> Set problem
Render the Records from their first line through the line containing "xmin=475 ymin=181 xmax=493 ymax=227" as a Markdown table with two columns, Number and Text. Put each line's position in Number and the line itself in Text, and skip any blank lines.

Records

• • • • •

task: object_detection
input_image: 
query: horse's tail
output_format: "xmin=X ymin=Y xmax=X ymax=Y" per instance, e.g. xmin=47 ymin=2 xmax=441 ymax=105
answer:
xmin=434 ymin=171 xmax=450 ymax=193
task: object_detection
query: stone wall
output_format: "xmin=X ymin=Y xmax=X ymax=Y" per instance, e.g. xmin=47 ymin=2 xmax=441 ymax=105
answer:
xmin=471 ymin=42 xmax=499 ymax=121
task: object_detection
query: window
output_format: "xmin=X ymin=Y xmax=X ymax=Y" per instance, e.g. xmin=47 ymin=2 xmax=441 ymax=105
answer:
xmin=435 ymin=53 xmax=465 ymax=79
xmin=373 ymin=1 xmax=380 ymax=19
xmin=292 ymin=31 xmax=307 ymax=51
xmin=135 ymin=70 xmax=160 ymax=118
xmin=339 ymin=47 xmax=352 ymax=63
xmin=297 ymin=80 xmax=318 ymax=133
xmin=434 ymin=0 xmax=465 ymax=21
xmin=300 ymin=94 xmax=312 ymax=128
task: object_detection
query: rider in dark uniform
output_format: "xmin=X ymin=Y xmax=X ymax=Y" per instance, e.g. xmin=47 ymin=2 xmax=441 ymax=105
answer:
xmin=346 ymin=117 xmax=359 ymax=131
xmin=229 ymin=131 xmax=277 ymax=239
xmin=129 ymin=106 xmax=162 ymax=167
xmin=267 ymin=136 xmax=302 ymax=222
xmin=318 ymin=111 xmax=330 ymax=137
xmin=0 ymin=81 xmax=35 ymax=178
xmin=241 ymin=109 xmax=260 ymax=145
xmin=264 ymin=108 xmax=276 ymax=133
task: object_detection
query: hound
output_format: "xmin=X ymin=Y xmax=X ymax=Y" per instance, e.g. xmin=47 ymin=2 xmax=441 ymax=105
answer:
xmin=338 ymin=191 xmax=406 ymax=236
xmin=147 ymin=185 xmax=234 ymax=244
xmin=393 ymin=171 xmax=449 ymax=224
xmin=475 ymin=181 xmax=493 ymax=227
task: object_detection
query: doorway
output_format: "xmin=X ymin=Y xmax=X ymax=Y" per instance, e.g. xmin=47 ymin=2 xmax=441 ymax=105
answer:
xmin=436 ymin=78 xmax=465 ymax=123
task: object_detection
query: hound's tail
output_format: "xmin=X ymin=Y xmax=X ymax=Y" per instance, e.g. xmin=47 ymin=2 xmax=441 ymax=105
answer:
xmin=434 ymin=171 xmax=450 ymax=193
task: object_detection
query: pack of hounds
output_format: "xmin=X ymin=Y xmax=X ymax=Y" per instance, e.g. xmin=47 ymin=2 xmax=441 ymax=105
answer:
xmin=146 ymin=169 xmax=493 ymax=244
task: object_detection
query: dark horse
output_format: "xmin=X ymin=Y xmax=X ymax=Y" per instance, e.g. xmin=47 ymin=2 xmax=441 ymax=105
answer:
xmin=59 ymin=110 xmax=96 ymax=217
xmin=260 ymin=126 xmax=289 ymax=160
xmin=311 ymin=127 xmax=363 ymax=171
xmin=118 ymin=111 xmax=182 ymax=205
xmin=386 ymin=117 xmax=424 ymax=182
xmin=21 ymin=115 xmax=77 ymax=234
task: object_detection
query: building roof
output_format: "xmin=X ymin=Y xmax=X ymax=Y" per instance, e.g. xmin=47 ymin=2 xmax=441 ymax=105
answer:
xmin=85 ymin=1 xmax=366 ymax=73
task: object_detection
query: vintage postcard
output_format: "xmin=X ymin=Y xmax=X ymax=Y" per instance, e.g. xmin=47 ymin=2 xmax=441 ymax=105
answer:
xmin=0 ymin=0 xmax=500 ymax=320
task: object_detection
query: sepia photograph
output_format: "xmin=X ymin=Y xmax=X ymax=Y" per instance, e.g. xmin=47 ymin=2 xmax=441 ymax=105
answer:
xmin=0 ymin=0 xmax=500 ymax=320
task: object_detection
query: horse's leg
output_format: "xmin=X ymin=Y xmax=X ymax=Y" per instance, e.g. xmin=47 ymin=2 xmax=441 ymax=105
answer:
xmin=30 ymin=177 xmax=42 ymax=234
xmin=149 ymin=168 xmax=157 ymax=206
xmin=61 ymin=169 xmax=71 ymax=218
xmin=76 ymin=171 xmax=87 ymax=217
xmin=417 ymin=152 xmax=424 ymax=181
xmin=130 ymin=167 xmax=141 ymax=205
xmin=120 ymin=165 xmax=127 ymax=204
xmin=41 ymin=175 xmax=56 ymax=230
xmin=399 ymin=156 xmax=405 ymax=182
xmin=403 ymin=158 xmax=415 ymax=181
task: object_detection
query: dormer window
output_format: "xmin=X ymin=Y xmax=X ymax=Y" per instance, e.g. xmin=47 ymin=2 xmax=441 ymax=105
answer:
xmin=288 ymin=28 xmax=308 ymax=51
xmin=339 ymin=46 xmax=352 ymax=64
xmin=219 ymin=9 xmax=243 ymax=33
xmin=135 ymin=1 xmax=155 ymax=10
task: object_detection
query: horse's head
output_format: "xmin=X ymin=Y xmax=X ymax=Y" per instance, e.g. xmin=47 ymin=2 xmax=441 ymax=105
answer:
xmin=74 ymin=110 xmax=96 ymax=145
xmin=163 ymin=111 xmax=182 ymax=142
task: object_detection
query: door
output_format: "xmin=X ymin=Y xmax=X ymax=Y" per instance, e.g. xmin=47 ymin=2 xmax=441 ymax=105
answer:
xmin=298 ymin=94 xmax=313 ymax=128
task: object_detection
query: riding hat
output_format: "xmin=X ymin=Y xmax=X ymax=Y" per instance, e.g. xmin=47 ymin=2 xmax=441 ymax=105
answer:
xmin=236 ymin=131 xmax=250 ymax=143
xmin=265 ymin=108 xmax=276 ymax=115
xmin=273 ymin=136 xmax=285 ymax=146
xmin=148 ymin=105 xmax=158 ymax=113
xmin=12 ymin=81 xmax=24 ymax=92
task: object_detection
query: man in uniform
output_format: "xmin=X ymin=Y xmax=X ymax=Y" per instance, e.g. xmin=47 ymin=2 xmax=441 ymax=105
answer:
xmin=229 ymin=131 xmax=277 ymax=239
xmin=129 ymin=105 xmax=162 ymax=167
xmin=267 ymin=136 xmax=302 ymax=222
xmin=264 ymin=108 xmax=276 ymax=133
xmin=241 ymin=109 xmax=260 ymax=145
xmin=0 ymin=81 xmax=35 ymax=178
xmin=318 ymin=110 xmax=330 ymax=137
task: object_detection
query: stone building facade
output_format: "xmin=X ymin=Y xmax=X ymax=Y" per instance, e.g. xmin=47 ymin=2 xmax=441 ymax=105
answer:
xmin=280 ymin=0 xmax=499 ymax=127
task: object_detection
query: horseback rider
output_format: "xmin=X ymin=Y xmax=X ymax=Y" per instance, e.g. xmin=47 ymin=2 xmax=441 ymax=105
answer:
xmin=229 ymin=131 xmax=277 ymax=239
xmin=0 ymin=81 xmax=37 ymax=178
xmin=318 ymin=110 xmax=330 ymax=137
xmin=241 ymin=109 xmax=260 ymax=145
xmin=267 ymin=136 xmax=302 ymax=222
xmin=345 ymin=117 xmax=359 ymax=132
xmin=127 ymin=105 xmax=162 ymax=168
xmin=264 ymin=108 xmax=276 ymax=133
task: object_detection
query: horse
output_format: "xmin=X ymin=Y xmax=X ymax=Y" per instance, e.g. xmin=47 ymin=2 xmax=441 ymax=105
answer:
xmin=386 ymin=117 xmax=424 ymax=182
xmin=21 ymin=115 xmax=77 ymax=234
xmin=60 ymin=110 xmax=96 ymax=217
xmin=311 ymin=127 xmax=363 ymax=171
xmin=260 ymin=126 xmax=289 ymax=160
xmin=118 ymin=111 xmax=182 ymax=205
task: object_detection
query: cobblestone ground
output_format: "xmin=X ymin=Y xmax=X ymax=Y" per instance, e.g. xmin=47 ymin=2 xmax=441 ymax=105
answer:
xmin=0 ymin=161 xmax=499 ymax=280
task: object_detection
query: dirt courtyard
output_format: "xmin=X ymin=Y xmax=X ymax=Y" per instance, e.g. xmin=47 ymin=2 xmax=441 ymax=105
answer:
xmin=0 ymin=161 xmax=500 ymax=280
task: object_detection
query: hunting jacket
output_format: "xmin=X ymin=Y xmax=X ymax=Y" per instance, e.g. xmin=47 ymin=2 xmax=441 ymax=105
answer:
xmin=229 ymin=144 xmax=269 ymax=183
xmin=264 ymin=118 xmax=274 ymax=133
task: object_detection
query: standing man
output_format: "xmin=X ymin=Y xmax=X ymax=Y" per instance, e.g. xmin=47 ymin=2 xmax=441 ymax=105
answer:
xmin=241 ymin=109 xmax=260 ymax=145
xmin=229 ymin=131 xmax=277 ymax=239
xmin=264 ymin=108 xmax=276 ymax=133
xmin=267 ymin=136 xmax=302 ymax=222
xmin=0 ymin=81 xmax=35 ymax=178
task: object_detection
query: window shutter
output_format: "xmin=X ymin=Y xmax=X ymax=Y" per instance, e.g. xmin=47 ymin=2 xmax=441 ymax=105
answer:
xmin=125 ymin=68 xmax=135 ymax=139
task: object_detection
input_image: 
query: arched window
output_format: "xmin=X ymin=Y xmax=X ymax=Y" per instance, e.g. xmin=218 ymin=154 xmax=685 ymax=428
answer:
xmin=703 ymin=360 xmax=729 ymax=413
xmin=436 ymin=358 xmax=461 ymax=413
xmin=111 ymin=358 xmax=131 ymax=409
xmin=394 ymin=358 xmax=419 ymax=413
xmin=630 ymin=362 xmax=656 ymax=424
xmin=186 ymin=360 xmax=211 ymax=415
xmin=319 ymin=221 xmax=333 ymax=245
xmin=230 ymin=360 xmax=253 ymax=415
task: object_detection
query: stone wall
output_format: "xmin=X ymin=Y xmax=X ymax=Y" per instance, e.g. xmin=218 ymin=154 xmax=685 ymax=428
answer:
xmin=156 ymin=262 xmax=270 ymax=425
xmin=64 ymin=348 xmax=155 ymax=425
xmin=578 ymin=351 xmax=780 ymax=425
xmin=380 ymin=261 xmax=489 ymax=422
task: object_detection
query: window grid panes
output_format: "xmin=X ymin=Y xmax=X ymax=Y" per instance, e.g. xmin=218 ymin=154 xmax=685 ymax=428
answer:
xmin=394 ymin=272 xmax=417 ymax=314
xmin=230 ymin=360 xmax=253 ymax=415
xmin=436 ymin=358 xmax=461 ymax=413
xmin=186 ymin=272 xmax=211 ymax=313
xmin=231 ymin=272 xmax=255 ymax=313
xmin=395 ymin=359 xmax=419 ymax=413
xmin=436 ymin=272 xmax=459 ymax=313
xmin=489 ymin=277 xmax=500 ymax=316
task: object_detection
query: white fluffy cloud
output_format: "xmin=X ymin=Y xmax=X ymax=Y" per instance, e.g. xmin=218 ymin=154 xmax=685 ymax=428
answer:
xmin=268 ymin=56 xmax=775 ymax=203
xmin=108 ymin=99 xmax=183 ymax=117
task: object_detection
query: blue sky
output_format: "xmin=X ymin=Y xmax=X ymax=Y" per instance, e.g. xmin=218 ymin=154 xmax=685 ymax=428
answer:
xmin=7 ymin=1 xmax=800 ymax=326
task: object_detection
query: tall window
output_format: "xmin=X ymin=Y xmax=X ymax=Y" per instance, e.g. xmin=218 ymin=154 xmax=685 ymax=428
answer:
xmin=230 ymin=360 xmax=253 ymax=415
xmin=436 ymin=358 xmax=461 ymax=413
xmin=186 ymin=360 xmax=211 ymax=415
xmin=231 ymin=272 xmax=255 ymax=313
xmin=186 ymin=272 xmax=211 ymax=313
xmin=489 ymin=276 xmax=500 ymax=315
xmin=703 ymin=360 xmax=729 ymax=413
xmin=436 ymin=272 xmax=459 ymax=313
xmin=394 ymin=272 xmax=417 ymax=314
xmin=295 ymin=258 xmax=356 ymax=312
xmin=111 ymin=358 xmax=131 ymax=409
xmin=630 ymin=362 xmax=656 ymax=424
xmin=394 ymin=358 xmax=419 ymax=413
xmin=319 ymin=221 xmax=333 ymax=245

• • • • •

> Solution
| Number | Text |
|---|---|
| 1 | task: object_detection |
| 2 | input_image:  |
| 3 | query: horse's tail |
| 4 | output_format: "xmin=X ymin=Y xmax=X ymax=Y" per instance, e.g. xmin=47 ymin=2 xmax=441 ymax=105 |
| 5 | answer: |
| 6 | xmin=434 ymin=171 xmax=450 ymax=193 |
| 7 | task: object_detection |
| 8 | query: stone wall |
| 9 | output_format: "xmin=X ymin=Y xmax=X ymax=Y" per instance, e.g. xmin=47 ymin=2 xmax=441 ymax=105 |
| 10 | answer: |
| 11 | xmin=471 ymin=42 xmax=499 ymax=121 |
| 12 | task: object_detection |
| 13 | query: window |
| 14 | output_format: "xmin=X ymin=Y xmax=X ymax=Y" per instance, e.g. xmin=47 ymin=2 xmax=441 ymax=105 |
| 15 | answer: |
| 16 | xmin=435 ymin=53 xmax=465 ymax=79 |
| 17 | xmin=373 ymin=1 xmax=380 ymax=19 |
| 18 | xmin=292 ymin=31 xmax=307 ymax=51 |
| 19 | xmin=135 ymin=70 xmax=160 ymax=118 |
| 20 | xmin=339 ymin=47 xmax=352 ymax=63 |
| 21 | xmin=297 ymin=80 xmax=318 ymax=133 |
| 22 | xmin=434 ymin=0 xmax=465 ymax=21 |
| 23 | xmin=300 ymin=94 xmax=312 ymax=128 |
| 24 | task: object_detection |
| 25 | query: rider in dark uniform |
| 26 | output_format: "xmin=X ymin=Y xmax=X ymax=Y" per instance, e.g. xmin=47 ymin=2 xmax=441 ymax=105 |
| 27 | answer: |
| 28 | xmin=346 ymin=117 xmax=359 ymax=131 |
| 29 | xmin=229 ymin=131 xmax=277 ymax=239 |
| 30 | xmin=129 ymin=106 xmax=162 ymax=167 |
| 31 | xmin=267 ymin=136 xmax=302 ymax=222 |
| 32 | xmin=318 ymin=111 xmax=330 ymax=137 |
| 33 | xmin=0 ymin=81 xmax=35 ymax=178 |
| 34 | xmin=241 ymin=109 xmax=260 ymax=145 |
| 35 | xmin=264 ymin=108 xmax=276 ymax=133 |
| 36 | task: object_detection |
| 37 | query: hound |
| 38 | output_format: "xmin=X ymin=Y xmax=X ymax=Y" per instance, e.g. xmin=47 ymin=2 xmax=441 ymax=105 |
| 39 | answer: |
| 40 | xmin=338 ymin=191 xmax=406 ymax=236 |
| 41 | xmin=147 ymin=185 xmax=234 ymax=244 |
| 42 | xmin=393 ymin=171 xmax=449 ymax=224 |
| 43 | xmin=475 ymin=181 xmax=493 ymax=227 |